TEXTAUSSCHNITT —
Mit öffentlichen Schuldenständen sowie Budgetdefiziten auf moderaten Niveaus und einem stärkeren Wirtschaftswachstum erscheint heuer eine noch stärkere steuerliche Konsolidierung nicht notwendig. Die einzigen Ausnahmen unter den EU-CEE Ländern sind Ungarn, das unverändert stark von ausländischen Investoren abhängig ist und eine hohe öffentliche Verschuldung aufweist und Bulgarien, dessen Defizit letztes Jahr durch die Rettung einer großen Privatbank deutlich angestiegen ist.

Obwohl sich die Wachstumsaussichten festigen und die Widerstandsfähigkeit gegenüber externen Schocks steigt, dürfte das erreichte Gleichgewicht mittelfristig weder politisch noch sozial nachhaltig sein. Denn ein jährliches Wachstum von 2 bis 3 Prozent in Kombination mit einer erwartet niedrigen Inflation würde die wirtschaftliche Annäherung der Region an die „alten“ EU-Mitglieder deutlich verlangsamen. Eine verlangsamte Annäherung wiederum würde zu stärkerer Emigration in das alte Europa führen und damit den EU-CEE Ländern Potenzialwachstum kosten. Das langsame Wachstum würde folglich in Kombination mit einer nachteiligen Bevölkerungs­entwicklung die demografischen Kosten unhaltbar erhöhen und die EU-CEE Länder im Hinblick auf ihre Pensions- und Gesundheitssysteme zu schwierigen politischen Entscheidungen zwingen. Doch kaum ein Land wird diese Themen angehen, solange seine kurzfristige Refinanzierung sicher scheint.

Ukraine und Russland mit schwächsten Daten in der Region
Für die beiden großen Rohstoffexporteure in der Region haben sich die Rahmenbedingungen deutlich verschlechtert. Ukraine und Russland leiden nicht nur unter einem scharfen Rückgang der Rohstoffpreise, sondern sie haben - wenngleich aus unterschiedlichen Gründen - den Zugang zu den internationalen Märkten verloren. „Die Schwächen der beiden Länder waren bereits vor dem Konflikt in der Ostukraine offenkundig und sind auf Strukturmängel sowie ausständige Reformen zurückzuführen“, hält Lubomir Mitov fest.

Die Ukraine hat durch Kriegsschäden beinahe ein Zehntel ihres wirtschaftlichen Potenzial eingebüßt. Das neue IWF-Programm mag zwar vorerst den Zusammenbruch verhindern, doch es ist nicht geeignet das Wirtschaftswachstum nachhaltig anzukurbeln, sofern keine friedliche Lösung für die Ostukraine gefunden wird. Russland ist mit anderen, aber nicht kleineren Herausforderungen konfrontiert: Der Preissturz bei Erdöl und der durch die Sanktionen unterbrochene Zugang zu den internationalen Märkten haben seine Abhängigkeit von Öl und Gas sowie externen Kapitalzuflüssen deutlich gemacht. Die daraus resultierende Finanzierungslücke hat die Behörden gezwungen, eine deutliche Abwertung des Rubel hinzunehmen, obwohl das Land ein Viertel seiner Fremdwährungsreserven verloren hat. Beide Länder werden dieses Jahr in Rezession sein, die wirtschaftliche Lage der Ukraine könnte sich 2016 bessern.

DATENAUSZÜGE —
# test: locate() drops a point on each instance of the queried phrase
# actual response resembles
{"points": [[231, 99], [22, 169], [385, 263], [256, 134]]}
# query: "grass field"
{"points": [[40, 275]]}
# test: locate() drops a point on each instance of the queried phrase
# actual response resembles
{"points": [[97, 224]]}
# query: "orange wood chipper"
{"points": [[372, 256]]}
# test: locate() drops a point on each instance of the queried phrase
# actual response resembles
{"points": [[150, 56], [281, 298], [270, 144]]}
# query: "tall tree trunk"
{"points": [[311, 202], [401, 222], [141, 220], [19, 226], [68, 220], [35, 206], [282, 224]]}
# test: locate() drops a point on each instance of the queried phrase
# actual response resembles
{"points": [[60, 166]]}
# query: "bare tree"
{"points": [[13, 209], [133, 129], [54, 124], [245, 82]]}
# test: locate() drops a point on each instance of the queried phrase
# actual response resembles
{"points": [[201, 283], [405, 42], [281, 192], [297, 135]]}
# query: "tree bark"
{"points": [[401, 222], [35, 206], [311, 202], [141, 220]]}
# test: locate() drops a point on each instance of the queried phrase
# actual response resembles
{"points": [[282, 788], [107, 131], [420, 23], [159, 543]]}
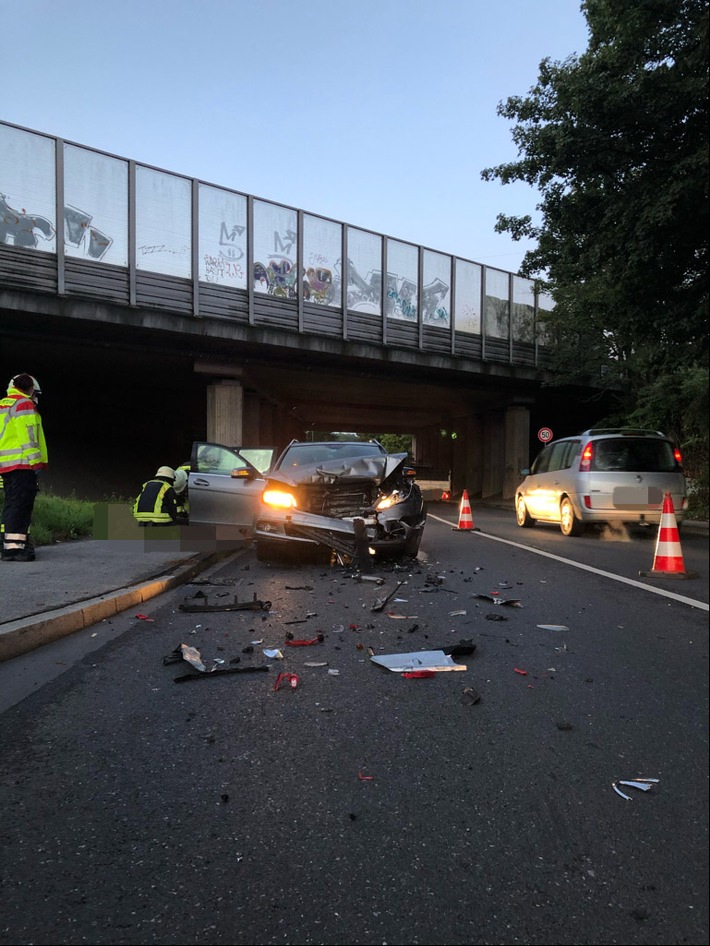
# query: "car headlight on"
{"points": [[279, 499], [386, 502]]}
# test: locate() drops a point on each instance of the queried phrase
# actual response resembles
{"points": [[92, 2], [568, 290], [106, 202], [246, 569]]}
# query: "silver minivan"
{"points": [[603, 475]]}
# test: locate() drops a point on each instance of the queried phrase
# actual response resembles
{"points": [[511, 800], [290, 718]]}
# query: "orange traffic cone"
{"points": [[465, 517], [668, 559]]}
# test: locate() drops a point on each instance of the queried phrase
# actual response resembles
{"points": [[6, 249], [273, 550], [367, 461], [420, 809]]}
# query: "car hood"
{"points": [[378, 469]]}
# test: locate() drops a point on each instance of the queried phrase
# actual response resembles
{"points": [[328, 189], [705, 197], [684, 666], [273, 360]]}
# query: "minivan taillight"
{"points": [[586, 460]]}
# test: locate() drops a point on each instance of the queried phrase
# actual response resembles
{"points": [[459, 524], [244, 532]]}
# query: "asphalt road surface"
{"points": [[362, 806]]}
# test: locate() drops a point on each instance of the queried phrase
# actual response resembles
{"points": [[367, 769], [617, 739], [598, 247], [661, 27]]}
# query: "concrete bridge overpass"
{"points": [[157, 309]]}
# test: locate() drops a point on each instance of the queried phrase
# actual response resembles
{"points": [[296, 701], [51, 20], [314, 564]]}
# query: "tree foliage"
{"points": [[616, 142]]}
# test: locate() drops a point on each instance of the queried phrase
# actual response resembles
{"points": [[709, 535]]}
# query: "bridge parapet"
{"points": [[79, 223]]}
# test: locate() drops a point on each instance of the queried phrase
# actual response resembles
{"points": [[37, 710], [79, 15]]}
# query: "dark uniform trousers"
{"points": [[21, 487]]}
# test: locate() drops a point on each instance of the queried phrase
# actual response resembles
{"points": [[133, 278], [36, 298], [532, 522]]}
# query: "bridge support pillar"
{"points": [[225, 412]]}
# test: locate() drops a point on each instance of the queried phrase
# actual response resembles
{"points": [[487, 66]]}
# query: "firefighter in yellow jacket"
{"points": [[157, 504], [23, 453]]}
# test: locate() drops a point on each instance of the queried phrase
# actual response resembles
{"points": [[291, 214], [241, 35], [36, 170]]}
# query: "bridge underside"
{"points": [[129, 389]]}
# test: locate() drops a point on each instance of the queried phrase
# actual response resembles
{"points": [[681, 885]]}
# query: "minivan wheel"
{"points": [[522, 516], [569, 523]]}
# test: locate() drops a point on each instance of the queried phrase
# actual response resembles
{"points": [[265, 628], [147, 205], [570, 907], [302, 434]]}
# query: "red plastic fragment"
{"points": [[291, 677]]}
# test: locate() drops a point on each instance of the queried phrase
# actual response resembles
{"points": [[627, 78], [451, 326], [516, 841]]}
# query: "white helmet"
{"points": [[36, 389], [180, 480]]}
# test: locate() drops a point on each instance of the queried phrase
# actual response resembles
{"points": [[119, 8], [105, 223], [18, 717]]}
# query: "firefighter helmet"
{"points": [[180, 480]]}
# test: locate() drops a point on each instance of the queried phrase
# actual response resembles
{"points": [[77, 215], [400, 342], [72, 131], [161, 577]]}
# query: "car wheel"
{"points": [[522, 516], [270, 551], [569, 523], [411, 548]]}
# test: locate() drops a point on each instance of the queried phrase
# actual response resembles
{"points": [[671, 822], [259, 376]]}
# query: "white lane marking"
{"points": [[587, 568]]}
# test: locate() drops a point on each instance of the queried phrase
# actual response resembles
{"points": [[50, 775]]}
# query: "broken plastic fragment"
{"points": [[644, 784], [292, 679], [419, 660], [619, 792], [511, 602], [469, 696]]}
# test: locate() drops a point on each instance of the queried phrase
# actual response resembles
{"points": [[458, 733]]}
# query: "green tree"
{"points": [[616, 142]]}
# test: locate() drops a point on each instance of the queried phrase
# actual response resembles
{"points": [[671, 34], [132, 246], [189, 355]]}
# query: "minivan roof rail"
{"points": [[624, 431]]}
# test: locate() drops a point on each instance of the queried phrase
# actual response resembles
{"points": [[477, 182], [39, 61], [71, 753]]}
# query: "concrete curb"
{"points": [[26, 634]]}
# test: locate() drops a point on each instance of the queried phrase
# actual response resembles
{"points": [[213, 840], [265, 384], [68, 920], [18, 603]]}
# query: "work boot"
{"points": [[18, 555]]}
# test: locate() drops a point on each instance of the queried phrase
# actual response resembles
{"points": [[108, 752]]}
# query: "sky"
{"points": [[376, 113]]}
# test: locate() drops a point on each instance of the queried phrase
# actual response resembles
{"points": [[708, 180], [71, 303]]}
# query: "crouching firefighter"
{"points": [[157, 504], [23, 453]]}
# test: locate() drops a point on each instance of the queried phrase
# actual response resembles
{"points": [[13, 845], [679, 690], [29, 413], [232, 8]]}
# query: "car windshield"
{"points": [[306, 454], [633, 455]]}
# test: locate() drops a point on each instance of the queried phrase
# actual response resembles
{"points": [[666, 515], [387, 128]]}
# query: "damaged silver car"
{"points": [[340, 496]]}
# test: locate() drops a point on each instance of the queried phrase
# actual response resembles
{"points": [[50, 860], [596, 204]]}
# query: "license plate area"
{"points": [[637, 497]]}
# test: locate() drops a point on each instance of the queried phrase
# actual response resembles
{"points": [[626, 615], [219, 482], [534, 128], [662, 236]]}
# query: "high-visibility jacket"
{"points": [[157, 502], [22, 443]]}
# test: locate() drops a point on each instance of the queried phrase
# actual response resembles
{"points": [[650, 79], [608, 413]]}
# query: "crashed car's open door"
{"points": [[225, 484]]}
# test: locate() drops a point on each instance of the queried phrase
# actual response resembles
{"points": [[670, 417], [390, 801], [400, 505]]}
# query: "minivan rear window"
{"points": [[629, 455]]}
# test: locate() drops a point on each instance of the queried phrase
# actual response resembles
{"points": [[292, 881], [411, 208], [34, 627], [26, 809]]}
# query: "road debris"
{"points": [[291, 678], [462, 649], [469, 696], [210, 674], [381, 602], [511, 602], [200, 602], [290, 642], [190, 654], [435, 660]]}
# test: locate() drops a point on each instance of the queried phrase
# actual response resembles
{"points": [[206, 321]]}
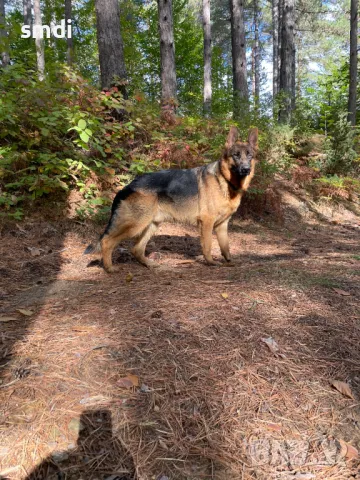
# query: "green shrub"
{"points": [[339, 147]]}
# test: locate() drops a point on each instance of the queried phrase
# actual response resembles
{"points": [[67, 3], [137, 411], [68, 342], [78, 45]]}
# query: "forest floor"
{"points": [[186, 371]]}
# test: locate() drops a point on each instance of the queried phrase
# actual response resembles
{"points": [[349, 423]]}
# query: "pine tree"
{"points": [[287, 60], [353, 61], [167, 57], [238, 47], [39, 42], [110, 44]]}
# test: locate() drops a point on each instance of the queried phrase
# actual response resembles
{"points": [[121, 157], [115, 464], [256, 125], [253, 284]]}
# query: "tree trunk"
{"points": [[287, 63], [256, 54], [276, 46], [27, 13], [69, 41], [4, 53], [207, 57], [238, 46], [110, 44], [353, 61], [39, 42], [167, 57]]}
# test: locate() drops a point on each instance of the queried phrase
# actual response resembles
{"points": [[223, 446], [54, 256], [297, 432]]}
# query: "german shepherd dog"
{"points": [[206, 196]]}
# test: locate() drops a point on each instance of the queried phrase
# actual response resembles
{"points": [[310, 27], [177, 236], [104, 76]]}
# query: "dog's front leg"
{"points": [[223, 239], [206, 228]]}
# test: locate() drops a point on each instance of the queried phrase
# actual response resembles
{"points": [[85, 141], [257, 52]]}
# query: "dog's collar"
{"points": [[233, 188]]}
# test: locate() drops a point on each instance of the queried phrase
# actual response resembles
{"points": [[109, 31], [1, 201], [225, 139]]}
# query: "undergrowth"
{"points": [[66, 136]]}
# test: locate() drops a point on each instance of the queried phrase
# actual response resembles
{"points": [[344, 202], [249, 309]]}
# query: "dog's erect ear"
{"points": [[253, 137], [232, 137]]}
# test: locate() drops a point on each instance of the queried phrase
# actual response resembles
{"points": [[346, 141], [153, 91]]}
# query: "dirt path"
{"points": [[164, 374]]}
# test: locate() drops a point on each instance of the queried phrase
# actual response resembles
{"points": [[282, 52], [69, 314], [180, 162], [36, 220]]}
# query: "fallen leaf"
{"points": [[270, 342], [97, 399], [144, 388], [303, 476], [341, 292], [129, 381], [348, 451], [27, 313], [163, 445], [129, 277], [7, 319], [134, 379], [343, 388], [274, 426], [34, 252]]}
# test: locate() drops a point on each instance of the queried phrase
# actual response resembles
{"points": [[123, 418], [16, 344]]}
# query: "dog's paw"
{"points": [[112, 269], [213, 263]]}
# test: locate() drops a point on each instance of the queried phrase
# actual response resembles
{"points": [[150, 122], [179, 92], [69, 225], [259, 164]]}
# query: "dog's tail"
{"points": [[90, 249]]}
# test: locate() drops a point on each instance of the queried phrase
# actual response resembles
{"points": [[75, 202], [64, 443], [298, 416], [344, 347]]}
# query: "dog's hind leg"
{"points": [[206, 228], [223, 239], [138, 249]]}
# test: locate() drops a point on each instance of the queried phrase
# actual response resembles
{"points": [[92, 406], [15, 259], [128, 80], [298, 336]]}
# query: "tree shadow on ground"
{"points": [[97, 454]]}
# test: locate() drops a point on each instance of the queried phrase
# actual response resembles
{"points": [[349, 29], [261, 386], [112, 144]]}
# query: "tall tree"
{"points": [[69, 40], [275, 36], [287, 61], [27, 13], [256, 54], [39, 41], [353, 60], [207, 57], [4, 53], [238, 47], [167, 56], [110, 44]]}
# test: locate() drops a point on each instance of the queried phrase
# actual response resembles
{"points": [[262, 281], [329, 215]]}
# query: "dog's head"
{"points": [[238, 161]]}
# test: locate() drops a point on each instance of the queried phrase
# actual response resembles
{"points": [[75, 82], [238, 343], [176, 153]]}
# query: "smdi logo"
{"points": [[64, 30]]}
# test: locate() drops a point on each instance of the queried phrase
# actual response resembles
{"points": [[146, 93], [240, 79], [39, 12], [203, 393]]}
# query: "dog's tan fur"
{"points": [[220, 190]]}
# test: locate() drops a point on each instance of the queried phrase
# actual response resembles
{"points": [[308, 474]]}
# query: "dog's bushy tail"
{"points": [[90, 249]]}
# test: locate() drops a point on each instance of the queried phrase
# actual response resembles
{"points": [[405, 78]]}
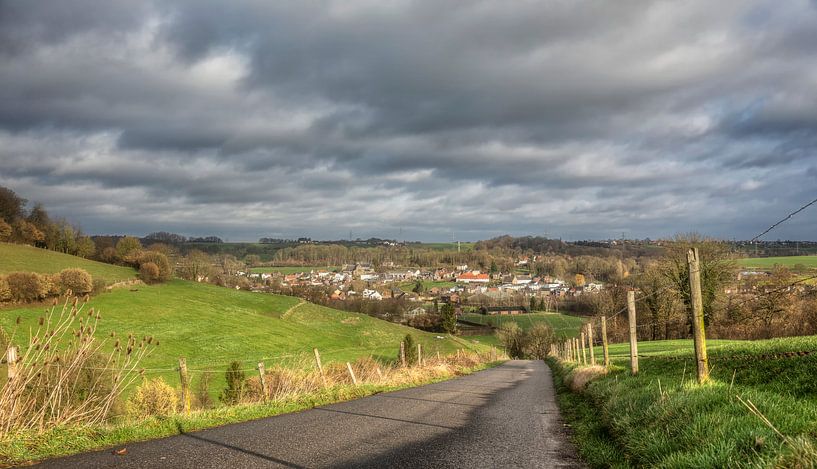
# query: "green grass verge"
{"points": [[20, 258], [808, 262], [63, 441], [663, 418], [211, 326], [563, 325]]}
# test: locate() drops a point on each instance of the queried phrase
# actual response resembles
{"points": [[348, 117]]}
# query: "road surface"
{"points": [[502, 417]]}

ARBEITSAUFTRAG 1 — Welche Länder nennt der Textausschnitt namentlich? Zähle alle auf.
ARBEITSAUFTRAG 2 — Ersetze im Textausschnitt „Rohstoffpreise“ durch „Energiepreise“ und gib die Passage wieder, die mit „Ukraine und Russland mit“ beginnt und bis „Lubomir Mitov fest.“ reicht.

LÖSUNG 1 — Ungarn, Bulgarien, Ukraine, Russland

LÖSUNG 2 —
Ukraine und Russland mit schwächsten Daten in der Region
Für die beiden großen Rohstoffexporteure in der Region haben sich die Rahmenbedingungen deutlich verschlechtert. Ukraine und Russland leiden nicht nur unter einem scharfen Rückgang der Energiepreise, sondern sie haben - wenngleich aus unterschiedlichen Gründen - den Zugang zu den internationalen Märkten verloren. „Die Schwächen der beiden Länder waren bereits vor dem Konflikt in der Ostukraine offenkundig und sind auf Strukturmängel sowie ausständige Reformen zurückzuführen“, hält Lubomir Mitov fest.